**EXERCISE AIM**
Filter the records for lines holding the string "below".

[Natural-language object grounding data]
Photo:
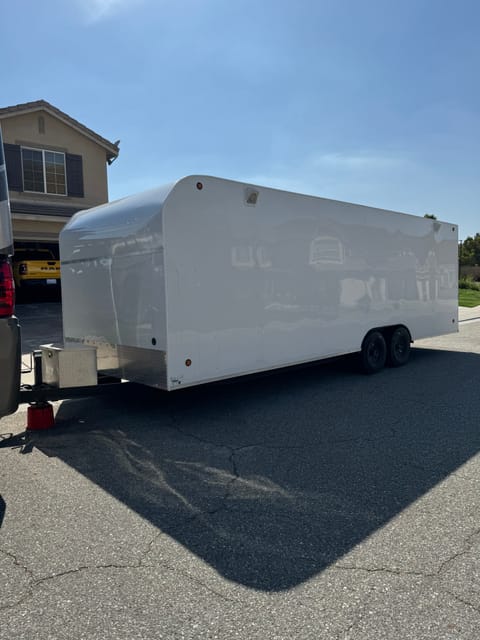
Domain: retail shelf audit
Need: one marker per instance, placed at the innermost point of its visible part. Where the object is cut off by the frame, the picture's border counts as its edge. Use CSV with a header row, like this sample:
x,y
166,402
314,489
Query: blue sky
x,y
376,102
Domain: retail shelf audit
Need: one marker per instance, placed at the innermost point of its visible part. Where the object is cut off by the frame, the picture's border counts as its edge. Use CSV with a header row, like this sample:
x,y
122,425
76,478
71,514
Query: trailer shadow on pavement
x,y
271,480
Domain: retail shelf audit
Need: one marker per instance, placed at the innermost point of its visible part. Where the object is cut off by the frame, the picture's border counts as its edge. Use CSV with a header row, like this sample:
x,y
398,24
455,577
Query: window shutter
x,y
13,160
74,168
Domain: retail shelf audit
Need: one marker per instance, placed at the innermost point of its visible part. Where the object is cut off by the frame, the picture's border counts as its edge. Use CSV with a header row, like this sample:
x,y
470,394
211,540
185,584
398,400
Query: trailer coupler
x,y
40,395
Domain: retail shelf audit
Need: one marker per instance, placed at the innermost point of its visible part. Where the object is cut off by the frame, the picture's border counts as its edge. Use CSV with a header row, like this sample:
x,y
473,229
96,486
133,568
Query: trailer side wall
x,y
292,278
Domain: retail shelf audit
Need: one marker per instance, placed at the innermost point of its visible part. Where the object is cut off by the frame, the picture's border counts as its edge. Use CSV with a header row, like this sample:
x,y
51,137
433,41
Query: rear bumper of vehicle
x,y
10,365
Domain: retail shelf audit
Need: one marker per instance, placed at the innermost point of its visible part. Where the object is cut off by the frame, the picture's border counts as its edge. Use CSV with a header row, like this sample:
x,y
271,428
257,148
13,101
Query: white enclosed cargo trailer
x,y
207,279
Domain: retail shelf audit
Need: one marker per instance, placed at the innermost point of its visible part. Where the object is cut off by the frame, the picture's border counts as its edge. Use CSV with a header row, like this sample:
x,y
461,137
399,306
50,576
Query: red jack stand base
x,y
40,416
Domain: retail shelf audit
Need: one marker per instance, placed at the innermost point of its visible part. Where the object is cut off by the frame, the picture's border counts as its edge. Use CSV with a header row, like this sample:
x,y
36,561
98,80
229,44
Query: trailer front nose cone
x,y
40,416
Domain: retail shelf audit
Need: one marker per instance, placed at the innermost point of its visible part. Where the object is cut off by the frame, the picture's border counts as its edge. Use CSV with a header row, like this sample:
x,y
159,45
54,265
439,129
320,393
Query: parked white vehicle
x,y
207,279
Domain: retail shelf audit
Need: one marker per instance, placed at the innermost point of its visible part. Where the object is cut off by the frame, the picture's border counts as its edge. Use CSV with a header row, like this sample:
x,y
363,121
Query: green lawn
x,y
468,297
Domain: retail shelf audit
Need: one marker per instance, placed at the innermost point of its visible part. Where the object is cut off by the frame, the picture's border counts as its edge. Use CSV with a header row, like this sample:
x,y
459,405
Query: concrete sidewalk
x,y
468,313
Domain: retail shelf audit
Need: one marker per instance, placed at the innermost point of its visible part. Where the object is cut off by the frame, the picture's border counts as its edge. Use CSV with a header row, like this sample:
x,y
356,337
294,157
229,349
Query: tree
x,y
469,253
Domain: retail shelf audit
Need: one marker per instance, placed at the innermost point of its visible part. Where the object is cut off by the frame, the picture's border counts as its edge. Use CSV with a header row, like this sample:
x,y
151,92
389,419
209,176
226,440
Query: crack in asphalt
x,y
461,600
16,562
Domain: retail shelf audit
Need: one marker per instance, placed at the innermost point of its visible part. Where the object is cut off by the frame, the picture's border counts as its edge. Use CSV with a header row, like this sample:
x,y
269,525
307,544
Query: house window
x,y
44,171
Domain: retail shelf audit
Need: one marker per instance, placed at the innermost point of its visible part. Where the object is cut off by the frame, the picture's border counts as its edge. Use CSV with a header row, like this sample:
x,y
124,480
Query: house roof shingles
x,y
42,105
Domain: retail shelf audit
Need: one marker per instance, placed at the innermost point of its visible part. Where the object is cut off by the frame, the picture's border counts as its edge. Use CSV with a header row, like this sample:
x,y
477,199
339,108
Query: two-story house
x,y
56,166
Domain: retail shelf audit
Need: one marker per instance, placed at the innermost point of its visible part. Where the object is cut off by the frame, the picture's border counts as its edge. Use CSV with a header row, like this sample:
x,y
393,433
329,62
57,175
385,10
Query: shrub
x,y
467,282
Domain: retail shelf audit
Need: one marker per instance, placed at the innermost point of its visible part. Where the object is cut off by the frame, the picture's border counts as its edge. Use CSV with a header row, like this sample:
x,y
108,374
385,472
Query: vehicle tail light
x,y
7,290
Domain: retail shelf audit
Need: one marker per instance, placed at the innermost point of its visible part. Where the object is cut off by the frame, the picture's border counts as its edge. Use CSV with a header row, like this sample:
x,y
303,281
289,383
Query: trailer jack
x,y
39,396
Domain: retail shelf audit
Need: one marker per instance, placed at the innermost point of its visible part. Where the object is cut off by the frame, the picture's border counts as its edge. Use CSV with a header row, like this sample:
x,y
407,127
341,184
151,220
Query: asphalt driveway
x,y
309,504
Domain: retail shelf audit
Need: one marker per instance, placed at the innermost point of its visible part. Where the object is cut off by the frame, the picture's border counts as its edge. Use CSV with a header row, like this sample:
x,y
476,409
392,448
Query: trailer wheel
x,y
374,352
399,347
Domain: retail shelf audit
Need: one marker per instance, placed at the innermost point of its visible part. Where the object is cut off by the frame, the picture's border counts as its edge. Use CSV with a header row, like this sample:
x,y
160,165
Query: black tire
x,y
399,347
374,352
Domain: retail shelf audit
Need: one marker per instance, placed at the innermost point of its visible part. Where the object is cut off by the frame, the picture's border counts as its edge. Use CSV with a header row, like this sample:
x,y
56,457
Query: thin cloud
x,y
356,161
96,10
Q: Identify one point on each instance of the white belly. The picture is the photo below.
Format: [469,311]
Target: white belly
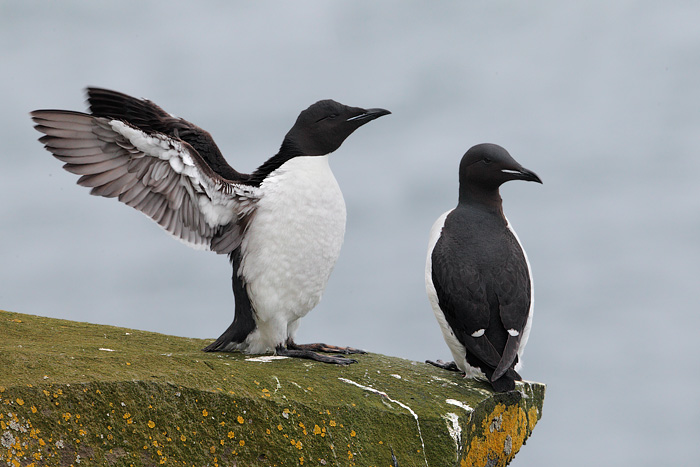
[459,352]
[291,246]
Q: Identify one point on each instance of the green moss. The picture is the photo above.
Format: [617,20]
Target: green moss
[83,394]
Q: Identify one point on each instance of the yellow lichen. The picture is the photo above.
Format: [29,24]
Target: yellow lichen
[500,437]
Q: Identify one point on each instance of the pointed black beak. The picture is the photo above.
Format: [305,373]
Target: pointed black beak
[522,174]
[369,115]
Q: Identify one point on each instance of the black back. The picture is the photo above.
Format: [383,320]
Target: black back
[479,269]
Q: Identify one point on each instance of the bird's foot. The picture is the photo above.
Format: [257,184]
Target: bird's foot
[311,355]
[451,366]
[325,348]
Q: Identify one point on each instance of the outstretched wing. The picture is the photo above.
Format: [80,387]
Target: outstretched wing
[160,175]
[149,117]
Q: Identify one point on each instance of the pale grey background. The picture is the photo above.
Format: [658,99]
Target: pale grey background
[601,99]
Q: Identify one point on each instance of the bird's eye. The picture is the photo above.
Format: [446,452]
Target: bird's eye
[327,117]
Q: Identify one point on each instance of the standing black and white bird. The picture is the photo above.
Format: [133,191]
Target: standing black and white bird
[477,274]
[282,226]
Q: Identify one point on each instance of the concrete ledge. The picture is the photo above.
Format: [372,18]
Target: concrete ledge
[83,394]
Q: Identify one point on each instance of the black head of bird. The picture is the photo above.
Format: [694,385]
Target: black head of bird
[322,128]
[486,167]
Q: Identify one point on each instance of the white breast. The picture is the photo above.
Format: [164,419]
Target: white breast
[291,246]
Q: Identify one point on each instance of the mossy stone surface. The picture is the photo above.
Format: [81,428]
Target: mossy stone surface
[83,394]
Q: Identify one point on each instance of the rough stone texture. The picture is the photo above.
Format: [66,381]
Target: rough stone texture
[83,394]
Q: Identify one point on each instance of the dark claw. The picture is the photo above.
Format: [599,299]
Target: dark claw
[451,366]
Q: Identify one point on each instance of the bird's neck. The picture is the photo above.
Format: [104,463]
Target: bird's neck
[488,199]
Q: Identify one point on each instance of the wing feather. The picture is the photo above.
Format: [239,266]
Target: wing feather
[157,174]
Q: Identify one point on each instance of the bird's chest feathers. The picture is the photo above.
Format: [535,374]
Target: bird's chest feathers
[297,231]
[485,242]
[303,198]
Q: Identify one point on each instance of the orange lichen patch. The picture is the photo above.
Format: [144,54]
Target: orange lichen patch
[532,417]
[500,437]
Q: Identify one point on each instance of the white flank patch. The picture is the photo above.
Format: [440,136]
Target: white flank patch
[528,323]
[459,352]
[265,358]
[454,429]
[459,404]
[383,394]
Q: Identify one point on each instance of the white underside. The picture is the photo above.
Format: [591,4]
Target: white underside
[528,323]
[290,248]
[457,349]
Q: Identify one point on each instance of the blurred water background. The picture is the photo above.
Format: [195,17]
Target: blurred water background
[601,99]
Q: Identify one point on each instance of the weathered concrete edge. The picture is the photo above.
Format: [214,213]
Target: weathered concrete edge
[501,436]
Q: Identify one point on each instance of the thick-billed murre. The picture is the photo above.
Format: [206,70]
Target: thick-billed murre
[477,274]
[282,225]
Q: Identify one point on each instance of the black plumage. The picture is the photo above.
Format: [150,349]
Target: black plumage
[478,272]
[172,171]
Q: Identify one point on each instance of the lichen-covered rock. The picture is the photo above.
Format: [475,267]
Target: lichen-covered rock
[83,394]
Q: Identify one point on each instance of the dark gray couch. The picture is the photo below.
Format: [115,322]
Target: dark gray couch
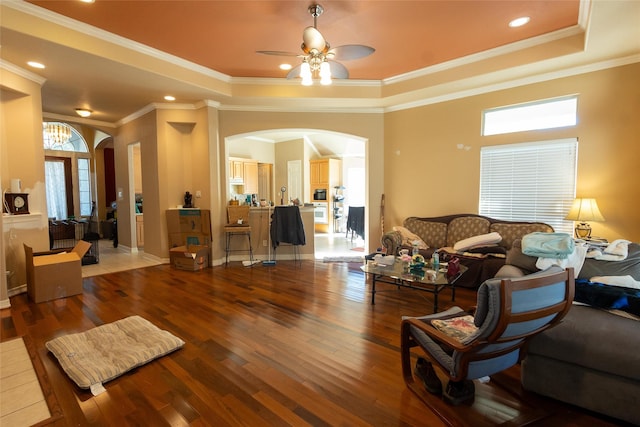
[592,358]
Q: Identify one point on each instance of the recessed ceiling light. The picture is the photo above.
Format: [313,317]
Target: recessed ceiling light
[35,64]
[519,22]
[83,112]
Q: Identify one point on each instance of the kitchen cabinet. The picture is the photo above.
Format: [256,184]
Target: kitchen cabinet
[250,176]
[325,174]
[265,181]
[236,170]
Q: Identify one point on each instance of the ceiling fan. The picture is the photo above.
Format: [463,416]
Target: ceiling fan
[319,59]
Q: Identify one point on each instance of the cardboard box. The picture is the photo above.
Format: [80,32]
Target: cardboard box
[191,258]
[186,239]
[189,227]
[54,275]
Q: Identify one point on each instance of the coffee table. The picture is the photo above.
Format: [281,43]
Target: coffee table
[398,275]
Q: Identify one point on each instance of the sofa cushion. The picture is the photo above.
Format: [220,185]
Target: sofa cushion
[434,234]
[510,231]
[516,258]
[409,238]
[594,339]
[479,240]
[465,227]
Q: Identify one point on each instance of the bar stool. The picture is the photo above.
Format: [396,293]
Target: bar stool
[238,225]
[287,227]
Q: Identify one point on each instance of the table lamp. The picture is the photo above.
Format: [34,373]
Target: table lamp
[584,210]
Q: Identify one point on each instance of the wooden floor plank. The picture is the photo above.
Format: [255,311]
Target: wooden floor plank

**ANSWER SECTION**
Q: Identify one point on each instance of the white belly. The picture is the photo below.
Q: Identify one point on each instance of the dark gray couch. The picture is the photo below.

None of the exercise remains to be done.